* [RECORDS FOR PROCESSING]
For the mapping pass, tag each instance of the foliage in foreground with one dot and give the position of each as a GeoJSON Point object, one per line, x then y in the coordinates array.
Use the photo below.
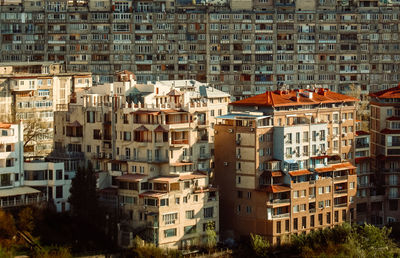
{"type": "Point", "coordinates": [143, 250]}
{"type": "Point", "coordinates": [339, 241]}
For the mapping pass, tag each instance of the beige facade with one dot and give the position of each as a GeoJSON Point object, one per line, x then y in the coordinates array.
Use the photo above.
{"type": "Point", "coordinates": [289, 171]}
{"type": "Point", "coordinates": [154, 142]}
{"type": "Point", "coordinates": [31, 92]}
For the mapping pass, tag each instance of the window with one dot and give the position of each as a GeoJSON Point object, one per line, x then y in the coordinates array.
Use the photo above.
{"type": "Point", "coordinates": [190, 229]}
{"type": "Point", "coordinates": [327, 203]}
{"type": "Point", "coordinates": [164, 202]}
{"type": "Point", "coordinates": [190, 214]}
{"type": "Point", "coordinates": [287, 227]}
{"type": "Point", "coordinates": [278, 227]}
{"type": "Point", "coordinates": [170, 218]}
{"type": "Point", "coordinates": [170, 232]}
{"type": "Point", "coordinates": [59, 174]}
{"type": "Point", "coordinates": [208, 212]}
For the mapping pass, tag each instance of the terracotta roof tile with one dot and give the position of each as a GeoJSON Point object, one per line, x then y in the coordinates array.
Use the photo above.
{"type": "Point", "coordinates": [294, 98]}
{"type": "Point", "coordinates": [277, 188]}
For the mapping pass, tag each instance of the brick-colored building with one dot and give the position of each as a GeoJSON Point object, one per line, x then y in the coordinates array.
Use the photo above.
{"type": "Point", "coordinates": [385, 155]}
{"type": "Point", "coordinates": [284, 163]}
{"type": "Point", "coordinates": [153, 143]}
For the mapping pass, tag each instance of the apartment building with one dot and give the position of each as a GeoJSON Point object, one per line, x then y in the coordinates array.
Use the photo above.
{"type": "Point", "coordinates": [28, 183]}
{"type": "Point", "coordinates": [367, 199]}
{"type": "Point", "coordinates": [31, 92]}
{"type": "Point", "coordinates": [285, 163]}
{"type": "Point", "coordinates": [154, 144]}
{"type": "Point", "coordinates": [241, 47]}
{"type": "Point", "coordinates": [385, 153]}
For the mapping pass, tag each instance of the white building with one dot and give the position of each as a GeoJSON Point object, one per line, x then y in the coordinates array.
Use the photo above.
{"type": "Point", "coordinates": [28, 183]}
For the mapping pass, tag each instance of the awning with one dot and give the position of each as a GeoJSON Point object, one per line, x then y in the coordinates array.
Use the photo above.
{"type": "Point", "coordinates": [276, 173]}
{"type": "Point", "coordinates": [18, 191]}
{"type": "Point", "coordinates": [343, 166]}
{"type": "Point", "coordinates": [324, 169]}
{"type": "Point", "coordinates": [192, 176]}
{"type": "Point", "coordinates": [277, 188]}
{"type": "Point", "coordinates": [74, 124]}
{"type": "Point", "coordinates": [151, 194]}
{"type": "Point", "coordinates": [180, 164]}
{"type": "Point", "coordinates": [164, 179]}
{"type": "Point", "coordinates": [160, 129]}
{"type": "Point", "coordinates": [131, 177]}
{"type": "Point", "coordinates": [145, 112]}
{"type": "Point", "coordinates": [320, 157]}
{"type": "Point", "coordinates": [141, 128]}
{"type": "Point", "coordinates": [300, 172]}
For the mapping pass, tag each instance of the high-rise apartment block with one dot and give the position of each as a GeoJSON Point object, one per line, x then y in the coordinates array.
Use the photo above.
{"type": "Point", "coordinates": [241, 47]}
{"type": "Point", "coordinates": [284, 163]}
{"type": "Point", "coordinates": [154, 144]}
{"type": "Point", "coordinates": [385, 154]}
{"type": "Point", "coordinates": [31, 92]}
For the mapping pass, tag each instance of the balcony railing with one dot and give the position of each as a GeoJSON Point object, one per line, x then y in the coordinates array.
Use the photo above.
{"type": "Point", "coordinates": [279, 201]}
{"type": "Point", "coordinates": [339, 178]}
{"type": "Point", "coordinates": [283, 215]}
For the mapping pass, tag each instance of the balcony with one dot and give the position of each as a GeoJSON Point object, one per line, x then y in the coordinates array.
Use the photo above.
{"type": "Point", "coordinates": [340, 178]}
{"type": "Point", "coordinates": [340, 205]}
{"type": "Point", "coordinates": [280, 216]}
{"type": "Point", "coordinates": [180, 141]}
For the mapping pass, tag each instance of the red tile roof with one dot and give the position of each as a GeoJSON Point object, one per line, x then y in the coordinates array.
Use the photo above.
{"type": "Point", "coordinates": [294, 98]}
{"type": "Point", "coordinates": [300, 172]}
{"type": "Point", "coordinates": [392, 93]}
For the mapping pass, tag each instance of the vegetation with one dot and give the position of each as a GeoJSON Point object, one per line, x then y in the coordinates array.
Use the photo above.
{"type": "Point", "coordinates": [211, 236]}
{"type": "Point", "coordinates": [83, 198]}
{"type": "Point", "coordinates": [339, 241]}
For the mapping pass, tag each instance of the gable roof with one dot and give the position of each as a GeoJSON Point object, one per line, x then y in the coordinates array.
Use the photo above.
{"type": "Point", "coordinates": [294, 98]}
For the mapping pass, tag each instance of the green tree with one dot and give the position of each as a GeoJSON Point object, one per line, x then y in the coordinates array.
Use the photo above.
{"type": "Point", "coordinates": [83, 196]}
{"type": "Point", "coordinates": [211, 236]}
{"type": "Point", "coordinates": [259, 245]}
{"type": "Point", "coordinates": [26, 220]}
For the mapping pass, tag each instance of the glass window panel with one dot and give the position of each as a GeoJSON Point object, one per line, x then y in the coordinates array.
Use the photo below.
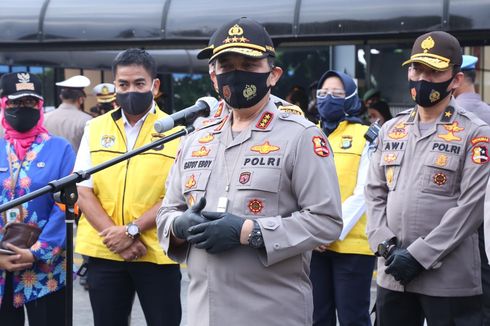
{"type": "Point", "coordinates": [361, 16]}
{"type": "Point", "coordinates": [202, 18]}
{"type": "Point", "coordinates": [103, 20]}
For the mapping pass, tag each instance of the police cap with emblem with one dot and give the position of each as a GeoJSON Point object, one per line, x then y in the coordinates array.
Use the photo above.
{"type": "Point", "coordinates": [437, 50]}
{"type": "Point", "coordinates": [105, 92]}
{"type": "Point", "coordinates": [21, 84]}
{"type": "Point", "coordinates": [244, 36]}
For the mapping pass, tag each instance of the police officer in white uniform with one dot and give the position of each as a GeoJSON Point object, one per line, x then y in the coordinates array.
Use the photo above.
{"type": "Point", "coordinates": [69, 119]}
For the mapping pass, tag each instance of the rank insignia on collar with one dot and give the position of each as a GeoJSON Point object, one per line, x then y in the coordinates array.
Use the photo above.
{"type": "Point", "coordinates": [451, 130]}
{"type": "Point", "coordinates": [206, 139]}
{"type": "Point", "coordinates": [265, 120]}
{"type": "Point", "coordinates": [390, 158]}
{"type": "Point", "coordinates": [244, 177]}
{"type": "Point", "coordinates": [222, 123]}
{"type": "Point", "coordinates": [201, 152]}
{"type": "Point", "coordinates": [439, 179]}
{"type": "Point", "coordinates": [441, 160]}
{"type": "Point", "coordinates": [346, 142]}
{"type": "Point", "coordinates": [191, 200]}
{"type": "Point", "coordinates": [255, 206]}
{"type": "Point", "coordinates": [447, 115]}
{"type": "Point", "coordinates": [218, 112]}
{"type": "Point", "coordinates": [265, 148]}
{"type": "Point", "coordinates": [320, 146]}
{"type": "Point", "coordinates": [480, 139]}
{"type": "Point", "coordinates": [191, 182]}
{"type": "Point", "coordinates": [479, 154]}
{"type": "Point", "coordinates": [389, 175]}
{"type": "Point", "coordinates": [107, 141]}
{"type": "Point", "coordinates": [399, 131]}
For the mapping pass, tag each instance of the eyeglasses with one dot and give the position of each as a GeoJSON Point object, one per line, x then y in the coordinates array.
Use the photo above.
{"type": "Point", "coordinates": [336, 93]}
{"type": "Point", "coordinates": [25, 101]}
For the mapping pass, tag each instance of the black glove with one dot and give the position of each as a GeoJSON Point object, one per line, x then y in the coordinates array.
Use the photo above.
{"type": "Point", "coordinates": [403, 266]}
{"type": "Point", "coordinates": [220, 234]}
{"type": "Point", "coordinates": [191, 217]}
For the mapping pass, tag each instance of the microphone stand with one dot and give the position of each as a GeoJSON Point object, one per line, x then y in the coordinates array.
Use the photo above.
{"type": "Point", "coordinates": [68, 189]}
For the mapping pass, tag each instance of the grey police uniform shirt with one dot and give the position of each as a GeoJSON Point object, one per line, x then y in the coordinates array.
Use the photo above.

* [EXERCISE BRIEF] Return, word for word, each line from the line that contains "For the mapping pass, tag each instance of the eyeglasses" to the end of the listing above; include both end lines and nothing else.

* [ANSWER TO THIS TASK]
For the mapping pass, tag each instance of the eyeglasses with one dot and give the position of each as a GeoJSON Point object, one per line, x then y in the coordinates array.
Use the photo above.
{"type": "Point", "coordinates": [336, 93]}
{"type": "Point", "coordinates": [25, 101]}
For the mapping pass, tag each instance of the black glove with one dot and give the position of each as a GeoJSON Point object, one per line, x then y in the coordinates array.
Use the photo above.
{"type": "Point", "coordinates": [403, 266]}
{"type": "Point", "coordinates": [220, 234]}
{"type": "Point", "coordinates": [191, 217]}
For the mapping pass, tag each instance of the microphone stand with one dot and give the position of each as a GeoJSON Point object, one per line, x then y in the coordinates array.
Use the photo above.
{"type": "Point", "coordinates": [68, 189]}
For the mapping pass, tag each instance of the grey police uniform shirt with one dot and give the position of each as a GeoJSON Point object, one per line, x then y in the coordinates array.
Use the photo above.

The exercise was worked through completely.